__Passage to read__
==*==

RIGA (Reuters) - Latvia’s central bank governor will face prosecution over alleged bribery after a four-month-long investigation that turned up the spotlight on the financial system of the euro zone member state.

FILE PHOTO: Latvian central bank governor Ilmars Rimsevics listens during a news conference in Riga, Feb. 20, 2018. REUTERS/Ints Kalnins/File Photo

Ilmars Rimsevics, a member of the European Central Bank’s policy-making governing council, was charged with soliciting and accepting a bribe, the Latvian Prosecutor General’s office said on Thursday.

Rimsevics has denied the allegations that he accepted a bribe of at least 100,000 euros ($115,880). If convicted, he could face a prison term of up to 11 years.

“The prosecutor has issued a decision to begin prosecution against the Governor of Bank of Latvia,” a spokeswoman for the prosecutor said in an emailed statement to Reuters.

She said further details will be provided at a news briefing on Friday. A lawyer for Rimsevics was not immediately available for comment.

Latvia’s main anti-corruption body has been investigating the allegations since February. The inquiry coincided with a scandal at the country’s third biggest bank, ABLV, which was wound down after being accused by U.S. authorities of money laundering and violating sanctions against North Korea.

Rimsevics has been Latvia’s central bank governor since 2001.

He has been barred by Latvian authorities from carrying out his duties as governor pending the investigation and has not been able to participate in ECB policy meetings.

Under EU law, Rimsevics cannot be removed from office until he is convicted of a crime. The ECB has taken Latvia to Europe’s highest court over the case, arguing that by barring him from office, he has effectively been removed.

That leaves Latvia without representation in ECB decision-making processes until Rimsevics is either reinstated or convicted of a crime and replaced, or if he decides to resign.

The ECB declined to comment on Thursday.

==*==

__Exercise task A__
Locate every line in the listing below that contains the string "jacket" and copy each one. Matching is case-sensitive.

==*==

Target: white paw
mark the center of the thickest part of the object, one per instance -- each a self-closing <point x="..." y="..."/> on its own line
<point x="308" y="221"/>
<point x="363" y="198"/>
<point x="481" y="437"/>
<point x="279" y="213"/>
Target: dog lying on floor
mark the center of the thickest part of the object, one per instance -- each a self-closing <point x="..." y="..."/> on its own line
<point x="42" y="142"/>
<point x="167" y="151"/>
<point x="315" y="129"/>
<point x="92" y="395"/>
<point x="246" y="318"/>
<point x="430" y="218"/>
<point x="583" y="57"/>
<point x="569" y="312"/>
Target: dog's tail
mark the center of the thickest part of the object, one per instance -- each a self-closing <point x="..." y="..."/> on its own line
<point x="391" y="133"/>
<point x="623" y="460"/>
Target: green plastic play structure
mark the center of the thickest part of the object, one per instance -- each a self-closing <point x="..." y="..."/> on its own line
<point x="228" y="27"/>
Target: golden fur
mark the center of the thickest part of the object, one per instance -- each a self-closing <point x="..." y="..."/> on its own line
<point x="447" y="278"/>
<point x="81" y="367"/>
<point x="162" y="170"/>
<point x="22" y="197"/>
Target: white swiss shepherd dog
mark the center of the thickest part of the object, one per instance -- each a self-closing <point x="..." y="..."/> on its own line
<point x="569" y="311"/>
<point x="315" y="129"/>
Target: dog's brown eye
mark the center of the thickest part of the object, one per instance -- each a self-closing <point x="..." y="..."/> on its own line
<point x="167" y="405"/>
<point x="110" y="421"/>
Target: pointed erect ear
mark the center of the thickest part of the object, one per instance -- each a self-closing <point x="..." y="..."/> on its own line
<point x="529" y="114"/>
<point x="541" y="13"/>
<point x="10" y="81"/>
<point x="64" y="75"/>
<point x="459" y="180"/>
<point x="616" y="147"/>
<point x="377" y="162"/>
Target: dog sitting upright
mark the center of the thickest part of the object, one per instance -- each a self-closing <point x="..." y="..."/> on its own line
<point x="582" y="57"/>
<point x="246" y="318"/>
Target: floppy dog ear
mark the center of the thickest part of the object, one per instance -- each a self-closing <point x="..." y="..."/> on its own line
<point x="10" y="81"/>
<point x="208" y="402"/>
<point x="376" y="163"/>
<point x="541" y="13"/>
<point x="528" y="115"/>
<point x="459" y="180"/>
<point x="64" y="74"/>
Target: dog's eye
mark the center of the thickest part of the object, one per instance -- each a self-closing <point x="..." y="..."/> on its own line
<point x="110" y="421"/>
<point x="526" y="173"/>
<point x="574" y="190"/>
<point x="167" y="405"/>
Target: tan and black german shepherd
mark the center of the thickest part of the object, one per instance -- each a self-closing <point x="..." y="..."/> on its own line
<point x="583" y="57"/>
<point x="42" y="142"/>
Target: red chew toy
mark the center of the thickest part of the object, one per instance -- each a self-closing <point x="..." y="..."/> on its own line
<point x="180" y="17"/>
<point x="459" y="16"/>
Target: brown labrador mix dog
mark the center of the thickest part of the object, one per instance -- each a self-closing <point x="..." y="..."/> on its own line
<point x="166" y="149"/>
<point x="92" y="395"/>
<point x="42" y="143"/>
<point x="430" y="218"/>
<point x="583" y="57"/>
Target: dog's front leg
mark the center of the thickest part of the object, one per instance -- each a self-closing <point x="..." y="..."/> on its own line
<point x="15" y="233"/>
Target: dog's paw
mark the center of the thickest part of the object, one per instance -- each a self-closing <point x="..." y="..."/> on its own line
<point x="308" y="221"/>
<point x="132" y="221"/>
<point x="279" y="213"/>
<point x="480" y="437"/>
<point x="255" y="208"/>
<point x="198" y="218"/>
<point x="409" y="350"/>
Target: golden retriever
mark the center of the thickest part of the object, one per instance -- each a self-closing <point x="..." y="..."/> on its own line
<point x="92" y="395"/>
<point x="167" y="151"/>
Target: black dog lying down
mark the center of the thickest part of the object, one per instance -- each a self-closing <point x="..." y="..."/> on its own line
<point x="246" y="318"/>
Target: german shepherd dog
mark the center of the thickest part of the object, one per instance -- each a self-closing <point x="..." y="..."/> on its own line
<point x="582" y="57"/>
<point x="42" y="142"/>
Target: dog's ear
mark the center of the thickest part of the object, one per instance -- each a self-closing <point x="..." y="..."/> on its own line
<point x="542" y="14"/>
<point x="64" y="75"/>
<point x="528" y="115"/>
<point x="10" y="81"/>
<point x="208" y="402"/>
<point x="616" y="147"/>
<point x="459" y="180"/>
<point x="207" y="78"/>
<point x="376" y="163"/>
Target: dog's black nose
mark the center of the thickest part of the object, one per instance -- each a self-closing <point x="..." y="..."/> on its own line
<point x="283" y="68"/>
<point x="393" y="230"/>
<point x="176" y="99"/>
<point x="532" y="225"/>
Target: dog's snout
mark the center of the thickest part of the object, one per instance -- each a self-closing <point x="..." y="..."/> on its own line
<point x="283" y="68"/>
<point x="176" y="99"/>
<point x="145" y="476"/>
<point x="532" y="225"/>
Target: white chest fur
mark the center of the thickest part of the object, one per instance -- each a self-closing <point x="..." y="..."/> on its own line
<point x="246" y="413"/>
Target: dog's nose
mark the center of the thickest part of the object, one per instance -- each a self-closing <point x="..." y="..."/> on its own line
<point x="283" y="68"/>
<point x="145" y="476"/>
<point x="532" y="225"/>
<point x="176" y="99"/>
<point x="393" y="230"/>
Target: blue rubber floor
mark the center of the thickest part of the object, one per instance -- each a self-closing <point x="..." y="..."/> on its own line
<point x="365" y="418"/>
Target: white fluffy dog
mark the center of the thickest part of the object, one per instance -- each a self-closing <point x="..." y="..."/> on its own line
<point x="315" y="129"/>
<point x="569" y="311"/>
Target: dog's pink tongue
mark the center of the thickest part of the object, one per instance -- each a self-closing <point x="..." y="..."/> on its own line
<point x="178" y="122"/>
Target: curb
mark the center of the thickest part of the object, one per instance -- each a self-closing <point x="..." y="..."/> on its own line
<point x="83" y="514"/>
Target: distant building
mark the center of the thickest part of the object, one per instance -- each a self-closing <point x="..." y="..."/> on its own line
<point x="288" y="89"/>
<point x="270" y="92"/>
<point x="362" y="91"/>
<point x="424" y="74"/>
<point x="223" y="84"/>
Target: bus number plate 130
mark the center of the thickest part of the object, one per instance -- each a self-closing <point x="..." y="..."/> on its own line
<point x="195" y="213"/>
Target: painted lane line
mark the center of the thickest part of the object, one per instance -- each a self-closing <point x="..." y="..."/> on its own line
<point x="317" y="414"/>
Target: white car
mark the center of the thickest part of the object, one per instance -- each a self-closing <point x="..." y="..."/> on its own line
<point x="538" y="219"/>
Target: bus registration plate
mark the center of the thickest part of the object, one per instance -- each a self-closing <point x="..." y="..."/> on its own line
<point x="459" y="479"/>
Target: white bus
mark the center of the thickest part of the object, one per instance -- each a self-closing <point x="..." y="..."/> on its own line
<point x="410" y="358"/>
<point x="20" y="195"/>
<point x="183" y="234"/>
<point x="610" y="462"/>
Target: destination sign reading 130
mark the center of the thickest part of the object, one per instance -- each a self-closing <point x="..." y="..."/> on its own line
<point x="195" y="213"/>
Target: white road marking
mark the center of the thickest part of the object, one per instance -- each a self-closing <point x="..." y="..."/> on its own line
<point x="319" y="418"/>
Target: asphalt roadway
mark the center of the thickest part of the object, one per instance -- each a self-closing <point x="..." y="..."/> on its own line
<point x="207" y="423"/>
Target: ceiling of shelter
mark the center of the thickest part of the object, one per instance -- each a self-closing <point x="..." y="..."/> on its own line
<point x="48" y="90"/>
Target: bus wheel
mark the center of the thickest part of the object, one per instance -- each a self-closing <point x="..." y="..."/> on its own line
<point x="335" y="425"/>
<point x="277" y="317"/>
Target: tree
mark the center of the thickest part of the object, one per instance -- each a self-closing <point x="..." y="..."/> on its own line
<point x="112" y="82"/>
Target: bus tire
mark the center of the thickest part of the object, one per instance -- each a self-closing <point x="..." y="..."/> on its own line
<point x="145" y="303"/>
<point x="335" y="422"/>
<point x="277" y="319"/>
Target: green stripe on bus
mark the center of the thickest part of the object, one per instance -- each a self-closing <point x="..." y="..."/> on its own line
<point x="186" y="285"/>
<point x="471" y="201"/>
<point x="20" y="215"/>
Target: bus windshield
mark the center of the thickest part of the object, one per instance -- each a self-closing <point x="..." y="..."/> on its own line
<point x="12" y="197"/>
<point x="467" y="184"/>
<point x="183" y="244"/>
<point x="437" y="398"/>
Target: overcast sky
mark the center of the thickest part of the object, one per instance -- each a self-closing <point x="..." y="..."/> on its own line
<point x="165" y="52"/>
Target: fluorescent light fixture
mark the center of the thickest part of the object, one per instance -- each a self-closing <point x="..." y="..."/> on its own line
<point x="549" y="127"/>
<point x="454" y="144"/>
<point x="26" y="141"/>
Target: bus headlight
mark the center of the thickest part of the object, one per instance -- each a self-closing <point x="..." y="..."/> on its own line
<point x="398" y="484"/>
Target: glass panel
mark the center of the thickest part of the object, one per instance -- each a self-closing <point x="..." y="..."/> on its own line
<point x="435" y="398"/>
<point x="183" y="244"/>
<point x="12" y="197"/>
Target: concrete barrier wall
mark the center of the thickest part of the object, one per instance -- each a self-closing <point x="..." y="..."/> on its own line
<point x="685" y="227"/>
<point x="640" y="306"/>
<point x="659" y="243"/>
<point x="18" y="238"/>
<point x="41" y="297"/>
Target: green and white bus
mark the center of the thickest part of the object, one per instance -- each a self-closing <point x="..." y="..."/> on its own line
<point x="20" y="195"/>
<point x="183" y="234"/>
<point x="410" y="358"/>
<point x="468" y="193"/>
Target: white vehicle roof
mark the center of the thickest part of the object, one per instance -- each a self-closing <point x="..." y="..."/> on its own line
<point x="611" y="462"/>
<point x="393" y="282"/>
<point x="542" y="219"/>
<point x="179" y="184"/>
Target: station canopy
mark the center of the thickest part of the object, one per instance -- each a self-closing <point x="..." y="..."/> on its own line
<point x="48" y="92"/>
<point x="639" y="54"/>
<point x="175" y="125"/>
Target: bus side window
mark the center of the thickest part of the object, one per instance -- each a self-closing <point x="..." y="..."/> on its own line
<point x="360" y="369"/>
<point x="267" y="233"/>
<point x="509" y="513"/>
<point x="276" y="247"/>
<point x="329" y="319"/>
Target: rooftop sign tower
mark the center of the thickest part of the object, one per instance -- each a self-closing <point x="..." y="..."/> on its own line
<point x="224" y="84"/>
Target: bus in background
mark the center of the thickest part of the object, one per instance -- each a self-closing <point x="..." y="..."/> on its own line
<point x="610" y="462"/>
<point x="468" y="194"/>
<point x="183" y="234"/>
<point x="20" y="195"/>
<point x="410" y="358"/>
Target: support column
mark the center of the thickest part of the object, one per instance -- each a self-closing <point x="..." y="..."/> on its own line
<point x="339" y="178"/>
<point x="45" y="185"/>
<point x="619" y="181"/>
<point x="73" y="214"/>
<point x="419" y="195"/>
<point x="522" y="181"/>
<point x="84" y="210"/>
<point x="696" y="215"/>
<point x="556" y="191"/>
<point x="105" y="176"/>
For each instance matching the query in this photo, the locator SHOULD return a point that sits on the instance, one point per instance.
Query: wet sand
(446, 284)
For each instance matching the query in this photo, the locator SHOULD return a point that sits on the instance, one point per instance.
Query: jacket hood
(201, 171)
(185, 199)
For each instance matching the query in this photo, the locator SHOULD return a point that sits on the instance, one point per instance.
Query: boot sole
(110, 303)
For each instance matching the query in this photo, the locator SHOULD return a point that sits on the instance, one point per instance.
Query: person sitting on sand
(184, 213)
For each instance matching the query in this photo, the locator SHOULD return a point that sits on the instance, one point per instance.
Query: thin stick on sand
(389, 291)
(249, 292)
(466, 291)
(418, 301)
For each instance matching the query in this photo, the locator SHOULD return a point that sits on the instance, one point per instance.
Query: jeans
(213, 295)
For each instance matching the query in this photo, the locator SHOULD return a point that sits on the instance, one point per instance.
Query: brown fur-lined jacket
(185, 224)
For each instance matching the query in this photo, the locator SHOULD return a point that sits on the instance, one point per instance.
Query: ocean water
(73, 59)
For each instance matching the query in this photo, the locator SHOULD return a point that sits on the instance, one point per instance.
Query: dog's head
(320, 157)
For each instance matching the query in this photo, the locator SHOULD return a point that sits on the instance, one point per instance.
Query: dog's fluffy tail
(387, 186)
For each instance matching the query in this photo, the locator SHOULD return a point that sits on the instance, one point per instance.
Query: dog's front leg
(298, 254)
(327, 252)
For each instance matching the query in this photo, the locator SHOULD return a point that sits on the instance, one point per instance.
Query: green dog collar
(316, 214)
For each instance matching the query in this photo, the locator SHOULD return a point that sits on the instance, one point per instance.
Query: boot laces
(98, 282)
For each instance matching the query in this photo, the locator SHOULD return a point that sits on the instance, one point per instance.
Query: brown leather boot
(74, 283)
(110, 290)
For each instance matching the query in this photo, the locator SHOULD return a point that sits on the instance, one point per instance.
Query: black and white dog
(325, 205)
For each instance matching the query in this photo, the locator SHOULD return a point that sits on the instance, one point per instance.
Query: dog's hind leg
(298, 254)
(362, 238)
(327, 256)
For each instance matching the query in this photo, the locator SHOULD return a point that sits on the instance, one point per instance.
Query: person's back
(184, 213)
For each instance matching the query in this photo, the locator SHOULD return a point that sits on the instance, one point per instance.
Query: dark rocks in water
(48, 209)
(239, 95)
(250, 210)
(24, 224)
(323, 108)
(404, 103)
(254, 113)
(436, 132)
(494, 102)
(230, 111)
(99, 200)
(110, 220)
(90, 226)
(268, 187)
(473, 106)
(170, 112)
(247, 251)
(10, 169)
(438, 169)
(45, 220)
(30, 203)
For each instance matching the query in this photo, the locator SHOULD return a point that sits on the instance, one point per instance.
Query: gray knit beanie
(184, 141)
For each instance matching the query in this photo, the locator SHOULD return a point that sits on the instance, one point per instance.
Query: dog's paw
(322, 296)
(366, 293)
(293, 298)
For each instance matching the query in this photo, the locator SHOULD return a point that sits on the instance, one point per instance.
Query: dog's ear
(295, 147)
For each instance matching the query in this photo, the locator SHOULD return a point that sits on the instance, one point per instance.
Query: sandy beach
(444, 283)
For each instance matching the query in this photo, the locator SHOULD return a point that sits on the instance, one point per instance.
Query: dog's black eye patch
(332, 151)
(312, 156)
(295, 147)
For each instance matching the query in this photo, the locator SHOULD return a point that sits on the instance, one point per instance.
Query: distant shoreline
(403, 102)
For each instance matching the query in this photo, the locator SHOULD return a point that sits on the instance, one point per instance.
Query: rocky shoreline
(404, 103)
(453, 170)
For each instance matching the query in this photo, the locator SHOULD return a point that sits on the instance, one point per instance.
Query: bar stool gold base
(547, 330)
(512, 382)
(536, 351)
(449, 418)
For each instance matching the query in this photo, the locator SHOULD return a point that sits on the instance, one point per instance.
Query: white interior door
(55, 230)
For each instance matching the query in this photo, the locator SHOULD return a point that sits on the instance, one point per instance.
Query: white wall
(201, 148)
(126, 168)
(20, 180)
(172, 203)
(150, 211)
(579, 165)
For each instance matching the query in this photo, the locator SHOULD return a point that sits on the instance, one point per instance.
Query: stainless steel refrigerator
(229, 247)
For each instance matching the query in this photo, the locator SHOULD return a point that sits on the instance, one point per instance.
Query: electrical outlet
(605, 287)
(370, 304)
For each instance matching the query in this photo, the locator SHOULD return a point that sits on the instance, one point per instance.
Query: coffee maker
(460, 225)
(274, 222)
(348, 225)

==*==

__Exercise task B__
According to the news report on Latvia's central bank governor, what is the longest prison term Rimsevics could face if convicted?

__Response A__
Query: jacket hood
Query: brown fur-lined jacket

__Response B__
Up to 11 years.